— BEGIN The data —

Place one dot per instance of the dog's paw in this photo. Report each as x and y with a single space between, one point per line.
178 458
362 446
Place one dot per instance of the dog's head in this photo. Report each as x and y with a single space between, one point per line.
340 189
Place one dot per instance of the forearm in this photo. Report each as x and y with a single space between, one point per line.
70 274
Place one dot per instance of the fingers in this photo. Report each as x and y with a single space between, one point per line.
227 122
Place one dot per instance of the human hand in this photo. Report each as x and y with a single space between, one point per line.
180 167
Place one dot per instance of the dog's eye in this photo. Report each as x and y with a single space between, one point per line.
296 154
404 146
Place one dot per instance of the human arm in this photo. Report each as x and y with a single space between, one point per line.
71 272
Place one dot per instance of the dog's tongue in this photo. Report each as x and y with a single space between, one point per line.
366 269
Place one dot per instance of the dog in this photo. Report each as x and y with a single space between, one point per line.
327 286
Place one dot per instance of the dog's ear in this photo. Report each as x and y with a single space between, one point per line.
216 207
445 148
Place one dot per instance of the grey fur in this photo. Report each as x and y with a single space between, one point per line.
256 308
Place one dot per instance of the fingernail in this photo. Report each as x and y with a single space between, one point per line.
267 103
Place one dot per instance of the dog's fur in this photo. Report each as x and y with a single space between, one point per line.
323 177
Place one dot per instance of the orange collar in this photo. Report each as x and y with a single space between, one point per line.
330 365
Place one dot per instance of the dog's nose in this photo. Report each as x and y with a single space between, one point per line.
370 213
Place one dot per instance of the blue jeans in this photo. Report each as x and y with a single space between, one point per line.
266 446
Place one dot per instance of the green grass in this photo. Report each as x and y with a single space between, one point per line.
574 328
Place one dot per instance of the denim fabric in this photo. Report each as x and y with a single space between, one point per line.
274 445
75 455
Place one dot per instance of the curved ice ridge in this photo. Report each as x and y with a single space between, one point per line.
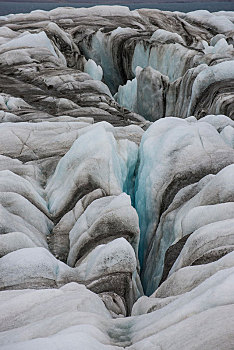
88 187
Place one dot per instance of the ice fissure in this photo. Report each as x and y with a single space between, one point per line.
116 180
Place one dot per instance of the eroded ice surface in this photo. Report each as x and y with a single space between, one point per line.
116 142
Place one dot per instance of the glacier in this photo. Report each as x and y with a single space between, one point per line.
116 179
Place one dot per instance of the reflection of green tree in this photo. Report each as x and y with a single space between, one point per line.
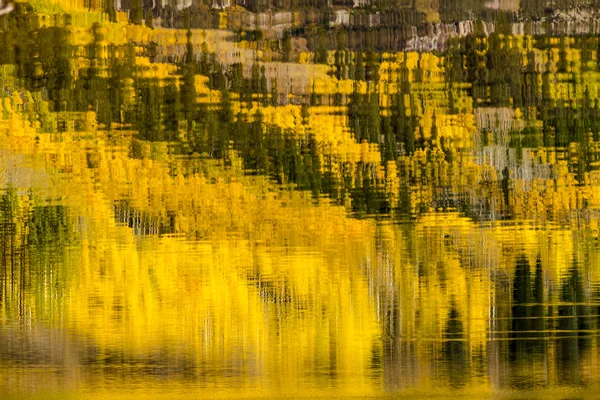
33 277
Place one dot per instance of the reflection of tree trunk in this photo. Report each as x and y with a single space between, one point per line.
455 350
572 319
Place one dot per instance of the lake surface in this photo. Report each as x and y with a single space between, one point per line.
194 208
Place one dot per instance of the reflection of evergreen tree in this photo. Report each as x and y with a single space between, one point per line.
455 350
521 309
572 319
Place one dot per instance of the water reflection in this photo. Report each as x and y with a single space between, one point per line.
181 213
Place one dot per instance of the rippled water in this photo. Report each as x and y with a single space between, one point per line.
200 211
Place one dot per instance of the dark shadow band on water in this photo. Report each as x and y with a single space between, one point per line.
5 7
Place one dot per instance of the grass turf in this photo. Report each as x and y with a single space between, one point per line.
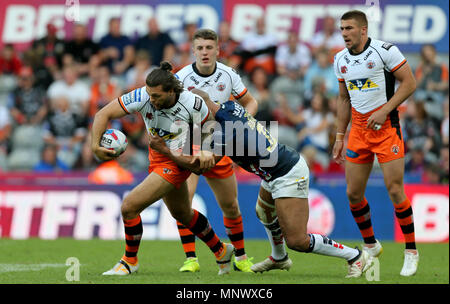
35 261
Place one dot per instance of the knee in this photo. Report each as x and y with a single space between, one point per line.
127 210
396 192
230 208
354 196
297 242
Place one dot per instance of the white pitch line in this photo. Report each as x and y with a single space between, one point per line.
27 267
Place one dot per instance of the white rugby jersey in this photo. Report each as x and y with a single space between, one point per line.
220 85
188 109
369 75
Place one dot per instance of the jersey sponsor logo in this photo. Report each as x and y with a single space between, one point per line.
370 64
194 80
387 45
178 109
356 62
352 154
346 59
218 77
368 54
221 86
197 103
395 149
363 84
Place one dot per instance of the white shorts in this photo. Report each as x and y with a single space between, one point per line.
295 183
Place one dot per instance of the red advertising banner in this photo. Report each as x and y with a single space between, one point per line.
431 210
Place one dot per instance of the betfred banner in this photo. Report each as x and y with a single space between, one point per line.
430 206
408 24
22 21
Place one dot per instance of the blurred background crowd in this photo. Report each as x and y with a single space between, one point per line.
50 93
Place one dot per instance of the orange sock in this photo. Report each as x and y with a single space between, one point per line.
133 235
235 231
404 214
187 240
361 214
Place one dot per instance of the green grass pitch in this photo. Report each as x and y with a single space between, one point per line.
37 261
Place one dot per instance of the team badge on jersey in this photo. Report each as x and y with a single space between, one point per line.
361 84
221 86
395 149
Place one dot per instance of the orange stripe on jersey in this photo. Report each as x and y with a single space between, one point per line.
122 105
398 66
206 118
242 94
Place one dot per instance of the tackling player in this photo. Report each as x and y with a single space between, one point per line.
367 70
163 103
220 82
285 180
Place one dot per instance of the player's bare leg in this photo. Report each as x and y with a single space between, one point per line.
177 201
293 218
266 213
356 176
393 172
151 189
191 263
225 192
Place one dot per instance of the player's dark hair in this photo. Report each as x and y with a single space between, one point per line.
359 16
206 34
163 76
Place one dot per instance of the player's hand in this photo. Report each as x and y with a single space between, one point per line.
376 120
205 159
103 153
338 155
158 144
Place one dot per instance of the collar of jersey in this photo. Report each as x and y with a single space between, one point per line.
366 46
194 67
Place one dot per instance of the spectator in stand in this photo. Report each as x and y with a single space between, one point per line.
445 123
329 38
74 90
258 49
292 56
227 45
135 77
10 62
116 50
27 103
159 46
258 87
5 132
103 90
49 161
432 81
81 51
421 131
444 163
319 76
66 130
49 50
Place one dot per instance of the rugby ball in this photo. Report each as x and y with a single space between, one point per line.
114 139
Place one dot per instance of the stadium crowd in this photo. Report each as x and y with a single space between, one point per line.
50 93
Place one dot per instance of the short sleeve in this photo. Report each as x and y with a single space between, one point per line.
393 58
238 87
337 72
133 101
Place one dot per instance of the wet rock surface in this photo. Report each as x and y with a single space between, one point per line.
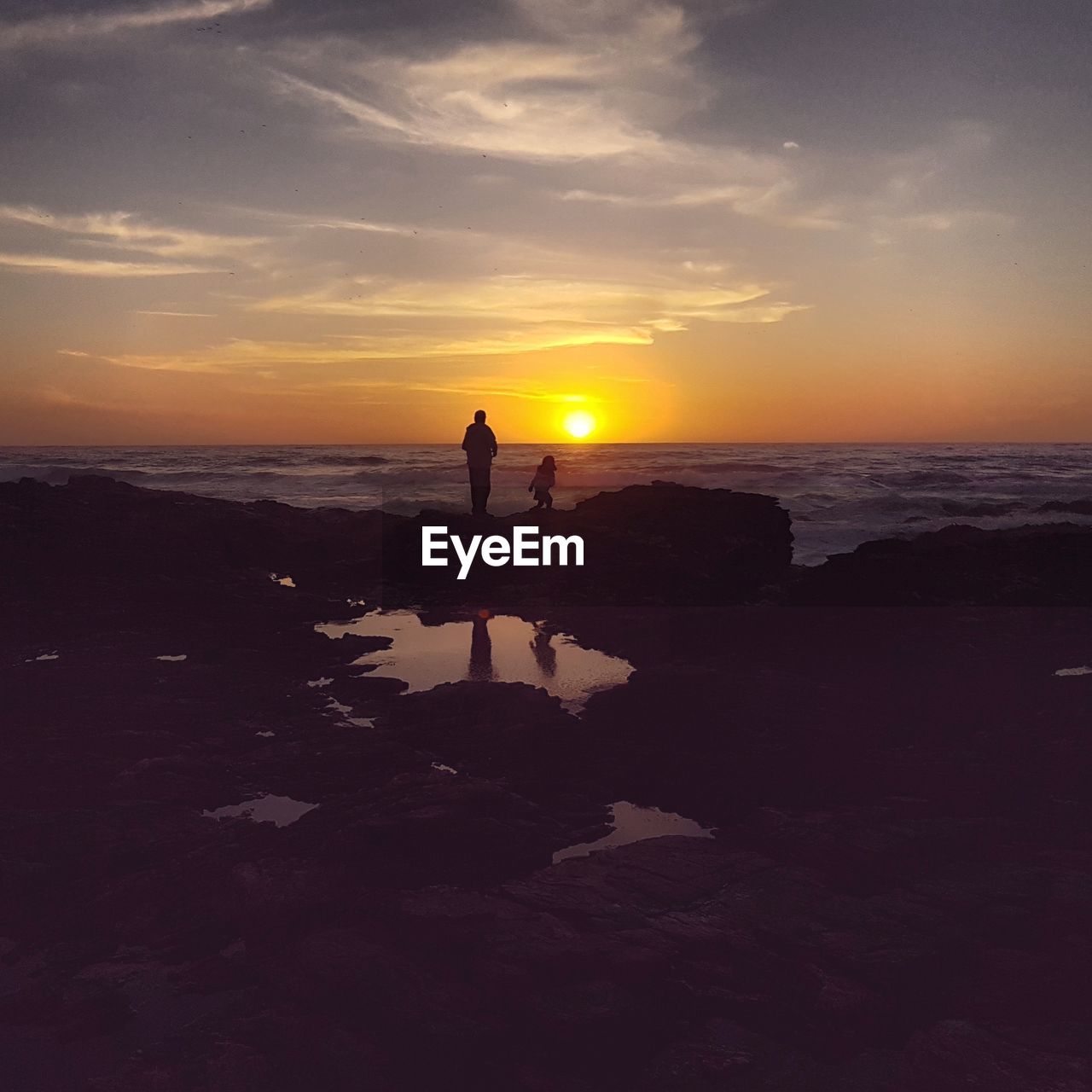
897 896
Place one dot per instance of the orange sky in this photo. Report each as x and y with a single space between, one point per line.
693 225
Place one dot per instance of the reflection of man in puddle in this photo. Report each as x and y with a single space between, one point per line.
544 652
480 665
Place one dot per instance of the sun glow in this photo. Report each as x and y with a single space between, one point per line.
579 424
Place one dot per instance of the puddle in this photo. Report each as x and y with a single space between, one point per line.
359 722
282 810
500 648
632 823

— END The data —

■ Work to complete ■
Copy all the entries word for word. Omit any pictures.

■ Task solution ■
Place one dot per instance of the dog's paw in this photo. Report each as x and y with a single space between, one point per line.
178 458
362 446
Place one dot per instance of the dog's head in this photo. Report each as x and y with a single space between, one point per line.
340 189
Place one dot per instance of the forearm in this photo. Report each as x and y with a single space between, one point per line.
70 274
Place one dot per instance of the fingers in this photo. Report each as x and y with a single space between, one point per line.
227 122
Place one dot per instance of the human hand in this photo. Report each as x and y with a single space between, one point per line.
180 167
Place one dot per instance of the dog's eye in this photo. Report each as x and y with a single space between, one point per line.
296 154
404 146
Place one dot per instance of the human arm in this photo. Report each as x and y with a single space between, one point per line.
71 272
Place one dot per instance of the dog's tongue in this photo. Report each as x and y with a single space between, one point per line.
366 269
Place one dot per instance of the dog in this photo. Report each as x and y with a single space between, one point per line.
327 286
Place one dot per instance of the dog's ear in this photo. Report each as x and y with a single space between, one point per line.
216 207
445 148
Place one dot per instance of the grey fur in this photo. Report each as x and y with a single space between, one point per line.
256 308
Place one dot per instance of the fingernail in this photo. Report each as x and y with a single space between, one point per line.
267 103
Place one dot per instance of the dog's fur in this photo. Report each as x and y with a single space between, one point per line.
323 177
Place one dot per instance of the orange collar in this photo. Report each as x and y with a single space between, one point per line.
330 365
Place one dot per instance of the dog's nose in this photo. Report each as x and y with a single space between, one point per line.
370 213
Place one dot per instance of the blue jeans in this photo. Report each as x and y with a single space between, one point per line.
266 446
Place one dot per instance of the green grass in this photo. Report each as x and y with a single space between, one point per line.
574 328
Place one dot per instance of the denim fabric in this photo. Report each as x and y with a single space between, one point per line.
274 445
75 455
Place one dot per instance of the curved ice ridge in this photo. Report each as x and y with a single space between, one point per line.
88 187
Place one dot per instance of the ice fissure in this photo. Report each as x and y with a single space between, one point per line.
116 180
Place one dot per instance of the eroded ice surface in this photo. Report each as x and y with a single space between, one point per line.
116 142
Place one dot per instance of the glacier in this photo. Report each as x and y with a single space between, one point per line.
116 179
Place one dot per instance of the reflection of green tree in this photo. Report each as x and y with a single space between, one point per line.
33 277
Place one dot per instance of the reflection of tree trunk in this photo. Report each as x and y with a single space between, one point per line.
455 350
572 319
Place one dot per instance of the lake surface in this photo. Report each as x and y with a single space between, one point per line.
194 208
Place one dot per instance of the reflection of evergreen tree in this photo. Report each as x and y with a single space between, one point per line.
455 350
521 309
572 319
Place one dot per instance of the water reflection in this photo. Report each as x and y with a single space between, one point per line.
181 213
Place one dot per instance of the rippled water in this photo. Report each as x and y with a single space between, one point per line.
200 211
Place one dot per instance of the dark shadow band on water in this photo. Report each as x and y with a single space between, one point per line.
5 7
Place one dot per instance of the grass turf in this photo. Report each as x and y with a single space between, one point per line.
35 261
Place one dot per instance of the knee in this photo. Report each as x and y with a single space between, one point per line.
127 210
396 192
230 208
354 196
297 242
Place one dot per instance of the white pitch line in this photo. Report each as x and y with a single space between, one point per line.
27 267
Place one dot per instance of the white rugby jersey in this photo. Report each as x and y with a single space between, one point per line.
220 85
188 109
369 75
Place one dot per instance of the jersey sponsor logo in this photo. Report each as x and y with a single space between, one point per line.
370 64
194 80
387 45
178 109
356 62
352 154
346 59
218 77
368 54
221 86
197 103
395 149
363 84
Place one dot per instance of the white shorts in this photo. Report each as x and y with a single space between, one point per line.
295 183
Place one dot per instance of the red advertising banner in this photo. Report each as x and y with a single space between, one point per line.
431 210
Place one dot per instance of the betfred banner in this photo. Report each as x and y with a single space between, one point per line.
430 206
408 24
22 21
Place one dot per instance of the blurred background crowd in this photo. Report each as x and y with a single space between, one point per line.
50 93
Place one dot per instance of the orange sock in this photo. Report each as x and y with a single space between, one point per line.
133 235
235 231
404 214
187 240
361 214
Place one dot per instance of the green grass pitch in this photo. Report each as x and y with a single space between, one point per line.
37 261
Place one dot per instance of the team badge on jersey in this photo. Report each as x and y with a single space between, one point per line.
361 84
221 86
395 149
Place one dot per instance of the orange stripe on jersey in this photo. Report each as x and y with a single space between, one point per line.
122 105
398 66
206 118
242 94
Place one dot per instance of the tackling player in this photo. Report each as x and y with a single space between, one point per line.
367 70
163 103
220 82
285 180
Place one dot per instance of the player's bare leg in this photo. Report each as x and y with a single space between, one point per line.
177 201
293 218
266 213
356 176
393 172
151 189
191 263
225 192
Place one dot per instance of the player's dark hair in this photo. Report each as x and y with a single space between, one point per line.
359 16
206 34
163 76
Place one dot per instance of the player's hand in this photo. Report each as x and y with a single space between, one point per line.
376 120
205 159
103 153
338 155
158 144
Place one dot per instance of the collar of jersey in this photo. Report each as x and y with a single space between, one point per line.
366 46
194 67
Place one dot per instance of the spectator in stand in this photo. Report each as x and y with a single space between, one point per line.
445 123
329 38
74 90
258 49
292 56
227 45
135 77
10 62
116 50
27 103
159 46
258 87
5 132
103 90
49 161
432 81
81 51
421 131
444 163
319 76
66 130
49 50
Place one dot per instance of the rugby ball in this photo. Report each as x and y with a single space between, one point per line.
114 139
Place one dot per instance of the stadium crowd in this photo. Report each as x and y with a single space between, one point per line.
50 93
Place one dot per instance of the short sleeve in this photo. Report each as x and y with a single space between, one point per line.
393 58
238 87
337 72
133 101
Place one dot per instance of the wet rock surface in this photo. Report each as x and y with a single space between, one point per line.
897 896
Place one dot per instance of the orange sky in this photo. Report each as x and y with a single space between, one point per line.
693 225
Place one dot per instance of the reflection of man in puddle in this photo. Report each as x and y with a single space between, one point per line.
544 652
480 665
Place one dot per instance of the sun glow in this photo. Report each as x and y with a single space between, one point per line.
579 424
Place one dot per instance of the puddle in this photo. Report each as x and y with a single space between, one point per line.
359 722
282 810
500 648
632 823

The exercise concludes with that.